_Directions:_ Transcribe the passage of the essay about change during Covid, beginning with the words "I used to have" and ending with "broken lives together?".

Everyone knows that change is hard. People piously talk about how change is the only constant. Most refer to change in the external environment. But what happens when the external world is excruciatingly unchanging, while only your internal world is changing, evolving, expanding, imploding?

Life is still technicolour, its just on slow-motion. That will make any picture seem duller. It’s the flashing lights that make the most lurid images, the ones that flash by just fast enough to evoke a thought or an emotion, before it disappears.

When everything is slower, every step takes longer, all the flaws are exposed. The novelty wears off and even the most sophisticated sonatas will seem mundane. When Covid started, it was a pleasure to slow down, to take a breath, to have time to do nothing. Nearly 2 years on, its hard either way – going back to pre-Covid pace of life seems beyond exhausting, but continuing in the middle lane is boring and somehow still more exhausting.

I used to have 3 weeks a year at “home-home”. Every day, every meal and most interactions with friends and family were vivid and full of detail. The luxury of being here for longer now though doesn’t automatically translate to more of these interactions. I struggle with feeling neglected, like people around me aren’t excited enough that I am here. Is it because I am here for longer, thus time together is easily taken for granted? It could be just that everyone is drained from Covid fatigue. Stepping outside the safe bubble is both exhilarating and deeply stressful. While the numbers in western Europe soar, all naïve daydreams of vaccines ending the pandemic have been shattered. Will we ever be able to join the pieces of our broken lives together?

Previously I used to focus on how much everyone has changed when I came back. I would worriedly look at my parents walk, unconscious movements and conscious complaints and gauge how their physical and mental health has been faring in the 6 months since I’d last seen them. This year I find myself wondering whether my home here was always this loud? Or is it the new constructions around? But what about those annoying neighbours that wake me up with their morning prayer rituals? And those birds seem to have gotten so much louder, cackling every morning on my windowsill. And the heat?! After vehemently scolding anyone who so much as hinted that “India is so hot and humid”, lecturing them about how dry Pune is and how perfect mid-20 degrees Pune weather is in winter, here I am sweating in the top-floor bedroom in 32 degrees and 85% humidity, because I pragmatically told my parents to not install an AC in my room “because I am never there in summer”. Screw global warming!

_Provided records:_
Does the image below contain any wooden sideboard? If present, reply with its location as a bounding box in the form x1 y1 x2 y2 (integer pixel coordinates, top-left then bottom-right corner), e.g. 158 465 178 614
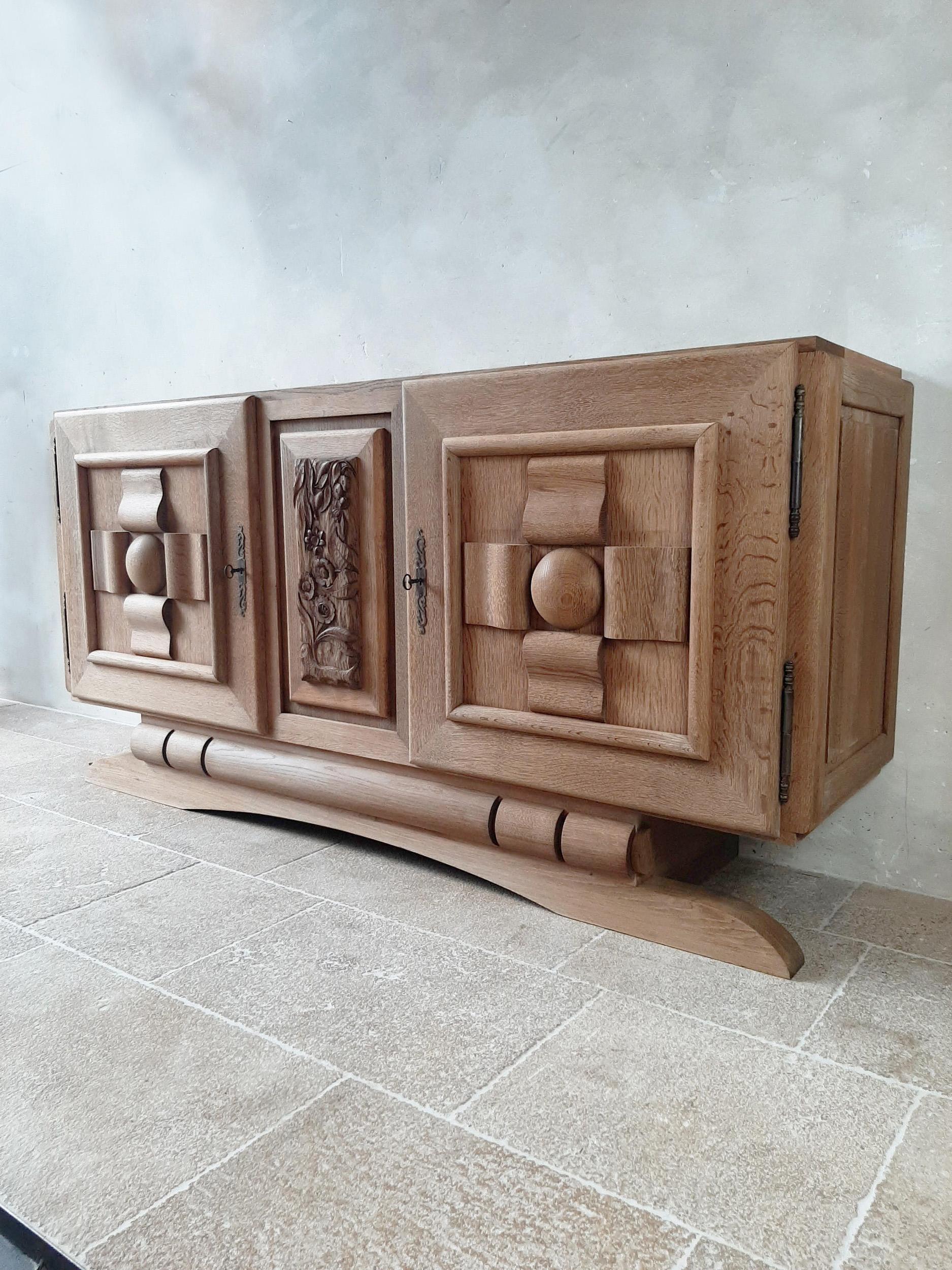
53 338 913 975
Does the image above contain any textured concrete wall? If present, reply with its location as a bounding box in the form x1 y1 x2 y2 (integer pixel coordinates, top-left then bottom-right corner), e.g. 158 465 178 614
0 0 952 896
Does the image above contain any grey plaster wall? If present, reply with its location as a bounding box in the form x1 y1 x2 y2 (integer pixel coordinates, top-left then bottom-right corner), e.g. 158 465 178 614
0 0 952 896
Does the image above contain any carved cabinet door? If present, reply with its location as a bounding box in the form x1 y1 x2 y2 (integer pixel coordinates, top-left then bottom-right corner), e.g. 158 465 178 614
53 398 266 731
404 343 797 833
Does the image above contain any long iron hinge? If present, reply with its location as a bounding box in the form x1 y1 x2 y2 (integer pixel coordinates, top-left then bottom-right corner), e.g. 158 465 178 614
789 384 806 538
53 437 62 525
779 660 794 803
62 592 73 675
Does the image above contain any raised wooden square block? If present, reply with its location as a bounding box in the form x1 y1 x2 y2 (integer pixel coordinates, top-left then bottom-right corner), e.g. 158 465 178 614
464 543 532 631
522 455 606 546
604 548 691 644
522 631 606 719
164 533 208 599
89 530 132 596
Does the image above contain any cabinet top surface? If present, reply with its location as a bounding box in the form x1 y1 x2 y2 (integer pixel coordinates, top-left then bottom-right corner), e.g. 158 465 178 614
56 335 903 418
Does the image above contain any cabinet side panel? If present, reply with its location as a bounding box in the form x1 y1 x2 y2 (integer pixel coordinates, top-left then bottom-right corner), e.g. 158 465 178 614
781 351 843 836
827 406 900 770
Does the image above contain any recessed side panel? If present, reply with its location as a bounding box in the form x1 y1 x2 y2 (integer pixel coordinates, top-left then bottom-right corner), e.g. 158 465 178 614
827 406 899 769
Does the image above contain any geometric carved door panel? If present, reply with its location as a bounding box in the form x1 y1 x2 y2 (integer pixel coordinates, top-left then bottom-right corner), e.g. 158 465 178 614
444 423 717 758
55 398 263 729
404 344 796 833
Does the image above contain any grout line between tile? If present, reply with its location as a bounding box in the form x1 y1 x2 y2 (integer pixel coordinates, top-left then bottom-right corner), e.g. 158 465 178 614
24 856 201 931
0 914 949 1270
547 931 608 978
800 926 952 965
815 881 863 931
830 1090 926 1270
0 914 784 1270
149 899 324 983
448 988 604 1120
80 1076 348 1260
9 914 343 1072
0 794 952 1099
670 1234 701 1270
794 944 870 1054
348 1073 787 1270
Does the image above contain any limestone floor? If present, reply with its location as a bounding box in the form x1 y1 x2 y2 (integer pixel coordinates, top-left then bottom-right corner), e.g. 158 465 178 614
0 704 952 1270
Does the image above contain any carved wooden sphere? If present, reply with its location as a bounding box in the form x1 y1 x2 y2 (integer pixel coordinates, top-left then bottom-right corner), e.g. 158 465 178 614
126 533 165 596
531 548 602 631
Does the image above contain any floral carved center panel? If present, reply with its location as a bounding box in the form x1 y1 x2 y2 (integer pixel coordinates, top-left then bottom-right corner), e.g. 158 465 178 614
293 459 362 688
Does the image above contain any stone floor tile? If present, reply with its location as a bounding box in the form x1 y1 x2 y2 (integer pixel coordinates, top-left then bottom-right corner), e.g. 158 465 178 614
705 856 856 930
146 812 342 885
462 996 913 1270
36 864 317 979
3 747 195 837
0 917 37 962
829 884 952 962
845 1099 952 1270
269 837 598 965
0 701 139 754
0 945 335 1256
0 728 78 767
86 1081 691 1270
560 927 863 1045
0 799 192 926
162 904 596 1110
684 1240 766 1270
806 949 952 1095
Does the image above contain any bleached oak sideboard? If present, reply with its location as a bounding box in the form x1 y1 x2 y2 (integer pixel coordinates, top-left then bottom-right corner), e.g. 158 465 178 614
53 338 913 975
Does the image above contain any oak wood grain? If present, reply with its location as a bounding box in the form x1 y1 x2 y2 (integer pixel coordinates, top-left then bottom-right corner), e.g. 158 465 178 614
522 631 606 720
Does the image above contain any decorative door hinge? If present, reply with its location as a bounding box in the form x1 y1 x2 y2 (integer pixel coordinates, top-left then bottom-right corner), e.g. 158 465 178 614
789 384 806 538
779 662 794 803
62 592 73 675
225 525 248 617
53 437 62 525
404 530 426 635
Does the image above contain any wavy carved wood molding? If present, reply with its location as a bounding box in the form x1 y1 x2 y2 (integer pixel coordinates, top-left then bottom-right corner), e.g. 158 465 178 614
293 459 362 688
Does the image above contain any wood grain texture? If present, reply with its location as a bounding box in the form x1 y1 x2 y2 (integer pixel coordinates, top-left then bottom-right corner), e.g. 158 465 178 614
256 381 413 764
89 530 132 596
493 798 564 860
162 533 208 599
292 459 363 688
522 455 606 546
90 754 804 979
123 594 172 664
522 631 604 720
404 342 799 836
530 548 602 630
603 640 691 737
278 428 391 719
126 533 165 596
781 351 843 836
827 406 899 767
55 398 267 732
560 812 642 881
119 467 165 533
604 546 691 644
464 543 532 631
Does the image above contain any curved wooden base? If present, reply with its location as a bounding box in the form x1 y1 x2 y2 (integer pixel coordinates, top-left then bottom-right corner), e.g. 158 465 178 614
90 754 804 979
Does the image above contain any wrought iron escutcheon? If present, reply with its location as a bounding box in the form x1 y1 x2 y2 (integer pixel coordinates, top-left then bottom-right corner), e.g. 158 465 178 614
223 525 248 617
404 530 426 635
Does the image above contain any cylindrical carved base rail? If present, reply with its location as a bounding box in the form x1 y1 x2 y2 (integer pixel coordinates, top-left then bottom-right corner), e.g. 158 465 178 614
132 724 645 883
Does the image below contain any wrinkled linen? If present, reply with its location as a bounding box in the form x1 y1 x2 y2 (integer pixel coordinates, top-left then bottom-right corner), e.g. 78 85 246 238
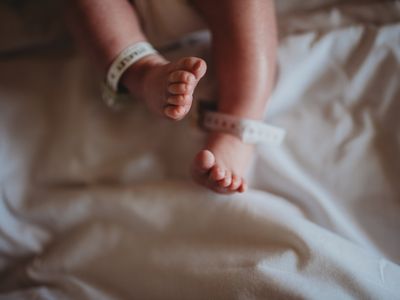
0 1 400 299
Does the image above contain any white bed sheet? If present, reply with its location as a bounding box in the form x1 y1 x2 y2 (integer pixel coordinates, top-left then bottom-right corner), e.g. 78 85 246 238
0 1 400 299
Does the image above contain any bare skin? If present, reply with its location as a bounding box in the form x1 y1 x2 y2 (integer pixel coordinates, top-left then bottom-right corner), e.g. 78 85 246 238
191 0 276 193
68 0 207 120
70 0 276 194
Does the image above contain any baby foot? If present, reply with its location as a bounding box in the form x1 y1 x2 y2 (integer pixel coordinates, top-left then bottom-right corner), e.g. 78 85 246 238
191 133 254 194
122 55 207 120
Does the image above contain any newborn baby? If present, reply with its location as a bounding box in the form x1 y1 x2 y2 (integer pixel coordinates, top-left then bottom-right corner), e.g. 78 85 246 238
68 0 276 193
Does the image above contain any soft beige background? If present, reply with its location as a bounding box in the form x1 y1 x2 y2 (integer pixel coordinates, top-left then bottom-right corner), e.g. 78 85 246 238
0 1 400 299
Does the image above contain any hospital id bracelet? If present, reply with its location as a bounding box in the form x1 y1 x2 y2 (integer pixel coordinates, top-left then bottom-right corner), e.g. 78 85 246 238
102 42 157 106
202 111 286 146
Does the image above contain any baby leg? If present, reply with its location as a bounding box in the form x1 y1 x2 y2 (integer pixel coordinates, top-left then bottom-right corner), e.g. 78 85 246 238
67 0 206 120
192 0 276 193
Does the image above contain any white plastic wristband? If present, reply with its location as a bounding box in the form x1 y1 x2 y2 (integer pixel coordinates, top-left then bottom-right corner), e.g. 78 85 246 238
202 111 286 145
107 42 157 91
102 42 157 106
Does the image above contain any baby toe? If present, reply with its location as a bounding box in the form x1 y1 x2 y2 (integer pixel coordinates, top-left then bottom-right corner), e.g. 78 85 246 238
194 150 215 173
229 174 242 191
209 166 225 181
167 94 193 106
218 171 232 188
168 70 196 83
168 83 191 95
238 180 248 193
164 105 186 120
178 57 207 79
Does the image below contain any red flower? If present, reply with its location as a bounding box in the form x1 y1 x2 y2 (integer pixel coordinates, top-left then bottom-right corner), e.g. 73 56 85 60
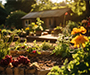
65 12 68 15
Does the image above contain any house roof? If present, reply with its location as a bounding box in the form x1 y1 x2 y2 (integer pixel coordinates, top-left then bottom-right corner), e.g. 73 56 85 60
21 8 70 19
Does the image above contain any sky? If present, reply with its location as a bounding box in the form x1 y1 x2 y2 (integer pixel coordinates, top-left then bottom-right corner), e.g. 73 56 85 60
0 0 65 4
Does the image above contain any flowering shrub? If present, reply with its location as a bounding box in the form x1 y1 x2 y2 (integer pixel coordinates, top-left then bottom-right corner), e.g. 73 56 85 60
0 55 30 67
47 28 90 75
71 26 89 47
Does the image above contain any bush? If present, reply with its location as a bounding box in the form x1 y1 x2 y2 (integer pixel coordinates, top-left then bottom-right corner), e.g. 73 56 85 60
6 10 26 29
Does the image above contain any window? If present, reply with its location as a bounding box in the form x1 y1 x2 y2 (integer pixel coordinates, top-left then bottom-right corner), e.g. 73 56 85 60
28 20 31 24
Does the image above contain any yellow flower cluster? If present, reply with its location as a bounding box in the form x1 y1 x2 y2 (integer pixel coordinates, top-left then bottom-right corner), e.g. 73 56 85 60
71 26 86 35
71 34 89 48
25 27 29 30
71 26 89 48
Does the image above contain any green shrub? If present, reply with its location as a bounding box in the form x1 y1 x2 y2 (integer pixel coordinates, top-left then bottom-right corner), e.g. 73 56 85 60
6 10 26 29
0 32 14 60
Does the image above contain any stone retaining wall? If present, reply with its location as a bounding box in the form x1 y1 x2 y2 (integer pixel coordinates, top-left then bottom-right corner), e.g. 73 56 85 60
0 66 50 75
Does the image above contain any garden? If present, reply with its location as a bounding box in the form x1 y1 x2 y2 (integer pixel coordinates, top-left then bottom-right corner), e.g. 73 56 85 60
0 0 90 75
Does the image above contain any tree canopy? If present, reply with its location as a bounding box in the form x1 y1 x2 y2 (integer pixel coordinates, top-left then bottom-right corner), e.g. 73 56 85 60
5 0 36 13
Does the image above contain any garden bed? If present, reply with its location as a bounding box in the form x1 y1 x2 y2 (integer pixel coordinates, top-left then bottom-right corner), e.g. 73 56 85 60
0 51 72 75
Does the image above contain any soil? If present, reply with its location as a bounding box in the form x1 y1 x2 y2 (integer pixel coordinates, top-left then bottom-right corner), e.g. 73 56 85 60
11 42 73 70
28 55 72 70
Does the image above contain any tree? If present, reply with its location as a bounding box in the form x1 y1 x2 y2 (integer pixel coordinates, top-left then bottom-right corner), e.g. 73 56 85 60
5 0 36 14
66 0 90 22
0 3 7 25
31 0 53 11
6 10 26 29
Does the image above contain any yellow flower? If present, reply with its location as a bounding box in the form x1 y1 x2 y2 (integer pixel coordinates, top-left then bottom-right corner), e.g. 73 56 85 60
25 27 29 30
71 34 89 48
71 26 87 35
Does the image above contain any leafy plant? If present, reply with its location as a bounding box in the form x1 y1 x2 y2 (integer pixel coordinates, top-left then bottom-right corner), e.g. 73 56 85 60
0 33 14 60
40 41 54 50
52 34 70 57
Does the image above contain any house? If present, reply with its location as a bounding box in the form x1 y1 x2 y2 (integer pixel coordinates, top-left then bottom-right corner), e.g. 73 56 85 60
21 8 71 28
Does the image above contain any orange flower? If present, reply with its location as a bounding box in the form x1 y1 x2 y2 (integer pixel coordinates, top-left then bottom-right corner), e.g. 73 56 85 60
71 34 89 47
71 26 87 35
80 26 87 34
71 28 80 35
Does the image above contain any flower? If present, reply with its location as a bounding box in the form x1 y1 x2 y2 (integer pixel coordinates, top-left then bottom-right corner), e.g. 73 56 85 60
80 26 87 34
32 50 36 53
86 22 90 27
82 20 87 23
65 12 68 15
71 26 87 35
71 34 89 47
25 27 29 30
71 28 80 35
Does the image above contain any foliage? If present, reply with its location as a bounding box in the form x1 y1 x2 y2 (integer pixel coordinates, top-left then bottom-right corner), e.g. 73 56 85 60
25 17 44 33
6 11 26 29
62 20 79 36
0 32 14 60
31 0 67 11
66 0 86 15
48 27 90 75
48 48 90 75
40 41 54 50
52 34 70 57
55 26 62 30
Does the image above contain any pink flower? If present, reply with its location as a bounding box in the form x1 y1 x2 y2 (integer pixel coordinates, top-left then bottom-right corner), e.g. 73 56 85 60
32 50 36 53
65 12 68 15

_Response to the exercise:_
I used to have 3 weeks a year at “home-home”. Every day, every meal and most interactions with friends and family were vivid and full of detail. The luxury of being here for longer now though doesn’t automatically translate to more of these interactions. I struggle with feeling neglected, like people around me aren’t excited enough that I am here. Is it because I am here for longer, thus time together is easily taken for granted? It could be just that everyone is drained from Covid fatigue. Stepping outside the safe bubble is both exhilarating and deeply stressful. While the numbers in western Europe soar, all naïve daydreams of vaccines ending the pandemic have been shattered. Will we ever be able to join the pieces of our broken lives together?